SUPPLIED PASSAGE:
################

We’ve been on summer break for just over a week now, but I can’t seem to shake the feeling that I’ve forgotten to open my Google Meet to livestream or post the assignment with the attached links to Google Classroom. Until I remember it’s summer, I run through the tasks in my head, “Did I mix a new batch of bleach in my spray bottle?” “Have I gone through the Two-Way Communication Log?” “Where’s my mask?” But it’s summer, so I tell myself to settle down, relax, really enjoy this moment. I’ve had twenty nine summers as a teacher, and I know better than to waste a moment of this precious time. But here I am, typing about it, ruminating over it, and trying to just get past the experience of this school year. We survived, after all.
Many of us were scared when we returned fully face to face in the fall. My own mom called and suggested I figure out a way to retire early. She did not want her child going to school during a pandemic. She did not want her child to get sick or worse, die. That was the fear that gripped many teachers throughout the past school year, including me. How many times did I wonder, “Is that scratchy throat the first symptom of COVID?” On the last day of school, the staff all stood outside and waved as the buses pulled away. Then we turned to each other in amazement and disbelief–we had done it! We had survived the 2020-21 school year, and it felt like a miracle. Serving our community and surviving without getting sick was the objective of teaching through a pandemic, and we had done it. That said, I don’t want to ever do that again.

################

QUESTIONS:
1. In the reflection on the 2020-21 school year, what is the Spanish translation of "Many of us were scared when we returned fully face to face in the fall."?
2. According to the reflection on the 2020-21 school year, how many summers has the writer had as a teacher?
3. Could you continue the reflection on the 2020-21 school year from the point where it ends?

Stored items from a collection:
################

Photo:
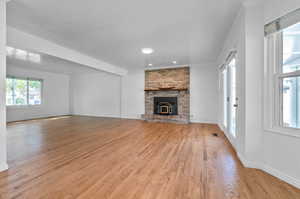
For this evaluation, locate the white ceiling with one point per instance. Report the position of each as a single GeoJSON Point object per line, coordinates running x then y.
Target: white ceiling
{"type": "Point", "coordinates": [188, 31]}
{"type": "Point", "coordinates": [51, 64]}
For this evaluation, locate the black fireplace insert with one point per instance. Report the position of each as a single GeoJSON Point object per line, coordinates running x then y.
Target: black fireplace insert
{"type": "Point", "coordinates": [165, 106]}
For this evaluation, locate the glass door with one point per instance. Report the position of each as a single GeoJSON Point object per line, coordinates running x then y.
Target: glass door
{"type": "Point", "coordinates": [232, 101]}
{"type": "Point", "coordinates": [230, 97]}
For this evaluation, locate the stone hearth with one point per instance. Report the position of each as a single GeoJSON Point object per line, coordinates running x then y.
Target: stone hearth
{"type": "Point", "coordinates": [168, 83]}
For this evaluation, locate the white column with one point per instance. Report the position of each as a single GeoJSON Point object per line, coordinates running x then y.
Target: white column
{"type": "Point", "coordinates": [3, 158]}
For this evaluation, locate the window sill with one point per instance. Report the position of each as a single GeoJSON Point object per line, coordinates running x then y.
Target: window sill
{"type": "Point", "coordinates": [24, 106]}
{"type": "Point", "coordinates": [284, 131]}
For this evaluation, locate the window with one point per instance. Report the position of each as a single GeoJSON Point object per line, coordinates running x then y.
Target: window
{"type": "Point", "coordinates": [290, 77]}
{"type": "Point", "coordinates": [22, 91]}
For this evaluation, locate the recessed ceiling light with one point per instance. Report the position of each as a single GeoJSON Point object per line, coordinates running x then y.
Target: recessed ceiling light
{"type": "Point", "coordinates": [147, 51]}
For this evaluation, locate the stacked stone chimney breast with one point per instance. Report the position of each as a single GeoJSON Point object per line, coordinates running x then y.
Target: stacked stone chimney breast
{"type": "Point", "coordinates": [171, 82]}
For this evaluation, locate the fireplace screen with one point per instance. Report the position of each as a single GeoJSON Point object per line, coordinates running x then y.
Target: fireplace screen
{"type": "Point", "coordinates": [165, 105]}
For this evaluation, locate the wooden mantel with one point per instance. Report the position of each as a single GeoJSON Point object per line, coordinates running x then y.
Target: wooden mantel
{"type": "Point", "coordinates": [172, 79]}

################

SET OF ANSWERS:
1. Muchos de nosotros teníamos miedo cuando regresamos completamente a las clases presenciales en el otoño.

2. Twenty-nine.

3.
Never again…I hope and pray. I’m not just referring to the increased workload of teaching in-person and remote learners simultaneously or the difficulties of teaching through a mask and sanitizing the classroom after each hour. I’m talking about holding mere survival as the goal for a whole school year. There has to more–I have to work toward more than simply making it through a school year. Next year I want the students and I to THRIVE. I want to group the students for writing conferences, so they sit side by side, hearing each other’s essays and stories. I long to see students sharing the supplies of crayons, scissors, and glue sticks to create artistic responses to our readings and writings. I daydream of a classroom where we move to play games and laugh. And I long for the end of a school day during which a child sneaks in a hug or a high five without hesitation. I need MORE than what teaching in 2020-21 offered.
I don’t want to get ahead of myself, but the prospects look promising. Now I’m going to exhale and breath in all this summer has to offer, holding on to the hope of more in the fall of 2021!